Transcribe all of the records precisely as they are presented.

Saved entries:
"""

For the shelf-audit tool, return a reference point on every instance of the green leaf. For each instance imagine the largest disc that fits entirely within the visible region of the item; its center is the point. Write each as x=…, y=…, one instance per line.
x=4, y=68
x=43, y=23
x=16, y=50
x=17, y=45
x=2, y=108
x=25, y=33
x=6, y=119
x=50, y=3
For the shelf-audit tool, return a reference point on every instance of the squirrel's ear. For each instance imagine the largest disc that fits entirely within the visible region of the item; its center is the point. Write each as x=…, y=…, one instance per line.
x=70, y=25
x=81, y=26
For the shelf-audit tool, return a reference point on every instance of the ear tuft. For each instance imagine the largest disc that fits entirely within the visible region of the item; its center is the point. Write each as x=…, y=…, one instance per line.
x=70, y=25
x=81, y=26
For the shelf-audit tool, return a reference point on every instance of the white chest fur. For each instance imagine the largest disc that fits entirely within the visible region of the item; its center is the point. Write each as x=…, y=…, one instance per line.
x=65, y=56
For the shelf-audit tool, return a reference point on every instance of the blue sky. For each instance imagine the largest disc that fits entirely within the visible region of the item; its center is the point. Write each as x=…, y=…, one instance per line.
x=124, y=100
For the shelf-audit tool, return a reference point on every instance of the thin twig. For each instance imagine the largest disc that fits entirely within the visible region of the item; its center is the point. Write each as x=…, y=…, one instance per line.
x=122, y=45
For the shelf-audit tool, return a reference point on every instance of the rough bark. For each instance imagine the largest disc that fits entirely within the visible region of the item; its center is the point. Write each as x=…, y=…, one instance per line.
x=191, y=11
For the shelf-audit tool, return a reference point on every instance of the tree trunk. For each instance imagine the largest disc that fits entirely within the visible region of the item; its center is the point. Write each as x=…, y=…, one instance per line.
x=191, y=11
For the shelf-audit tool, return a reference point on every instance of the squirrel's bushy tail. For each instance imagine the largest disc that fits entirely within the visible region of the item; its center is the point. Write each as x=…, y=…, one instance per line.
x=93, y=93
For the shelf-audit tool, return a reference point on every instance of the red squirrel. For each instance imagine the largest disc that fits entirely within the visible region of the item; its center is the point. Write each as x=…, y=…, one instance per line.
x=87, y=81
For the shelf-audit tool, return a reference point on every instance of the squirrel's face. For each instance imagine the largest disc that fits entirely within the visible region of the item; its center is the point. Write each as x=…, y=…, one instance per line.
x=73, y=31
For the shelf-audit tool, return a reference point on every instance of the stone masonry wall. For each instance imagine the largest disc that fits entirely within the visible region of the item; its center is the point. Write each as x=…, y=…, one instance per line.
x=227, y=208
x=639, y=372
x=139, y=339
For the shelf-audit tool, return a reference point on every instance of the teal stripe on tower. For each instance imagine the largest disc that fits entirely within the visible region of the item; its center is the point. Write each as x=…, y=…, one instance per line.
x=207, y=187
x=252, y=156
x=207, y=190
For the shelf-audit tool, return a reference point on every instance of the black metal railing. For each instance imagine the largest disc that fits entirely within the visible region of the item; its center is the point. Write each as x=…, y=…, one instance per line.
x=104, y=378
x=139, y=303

"""

- **Your solution**
For the shelf-audit tool, return a reference point on every instance of the green leaf. For each instance imagine the largest disc that fits entirely within the visible region of the item; its center is the point. Write each as x=…, y=…, one instance per line.
x=4, y=68
x=43, y=23
x=16, y=50
x=17, y=45
x=2, y=108
x=25, y=33
x=6, y=119
x=50, y=3
For the shelf-audit tool, return a reference point on every instance of the squirrel's ear. For each instance imagine the largest disc that fits entirely within the visible region of the item; its center is the point. Write each as x=…, y=…, one instance per line.
x=70, y=25
x=81, y=26
For the shelf-audit tool, return a reference point on every instance of the ear tuft. For each instance imagine the largest disc that fits entirely within the visible region of the item; its center is the point. Write each as x=…, y=…, one instance per line.
x=70, y=25
x=81, y=26
For the shelf-audit tool, return a reference point on every instance of the white chest fur. For each instance imagine the largest disc that fits entirely within the visible region of the item; its center is the point. Write each as x=…, y=…, one instance per line.
x=65, y=56
For the shelf-audit tool, return a reference point on every instance of the blue sky. For each instance imagine the largest disc that fits entirely within the visible region of the item; its center is the point. Write each as x=…, y=…, one instance per line.
x=124, y=100
For the shelf-audit tool, return a reference point on every instance of the thin twig. For each instance imagine the largest disc that fits entirely within the visible region of the item; its center is the point. Write each as x=…, y=…, one instance per line.
x=122, y=45
For the shelf-audit tool, return a reference point on every instance of the rough bark. For each instance imagine the largest disc that fits entirely within the visible region of the item; its center is the point. Write each as x=…, y=…, one instance per line.
x=191, y=11
For the shelf-audit tool, return a reference point on every instance of the tree trunk. For each instance imagine the largest disc that fits entirely within the visible region of the item; its center is the point. Write each as x=…, y=…, one instance per line.
x=191, y=11
For the shelf-audit tool, return a reference point on every instance of the squirrel's bushy tail. For each instance imagine the largest disc that fits entirely within the visible region of the item; its center is the point. Write each as x=…, y=…, one instance per line.
x=93, y=93
For the shelf-audit tool, return a reference point on every instance of the red squirrel. For each instance imagine the largest disc that fits entirely within the visible region of the item; its center is the point. Write each as x=…, y=…, one instance per line.
x=87, y=81
For the shelf-audit tool, return a reference point on every instance of the squirrel's face. For each instance imagine the largest disc that fits entirely within the visible region of the item; its center is the point. Write each as x=…, y=…, one instance per line.
x=73, y=31
For the shelf-audit tool, return a reference point on every instance of the stone masonry wall. For each instance imagine the largest disc that fits entirely within the visible region of the item; its center is the point. Write each as x=…, y=…, one instance per line.
x=227, y=208
x=639, y=372
x=139, y=339
For the shelf-audit tool, return a reference point on every instance of the teal stripe on tower. For each instance imagine the largest disc that fits entirely within the visible region of the item; its center is the point. Write each as x=…, y=…, one instance per line.
x=207, y=187
x=252, y=156
x=207, y=190
For the shelf-audit tool, return a reference point on every instance of the black metal railing. For each instance imagine the largest disc that fits entirely within the visible region of the item; its center is the point. Write each as x=…, y=…, one instance per line.
x=104, y=378
x=139, y=303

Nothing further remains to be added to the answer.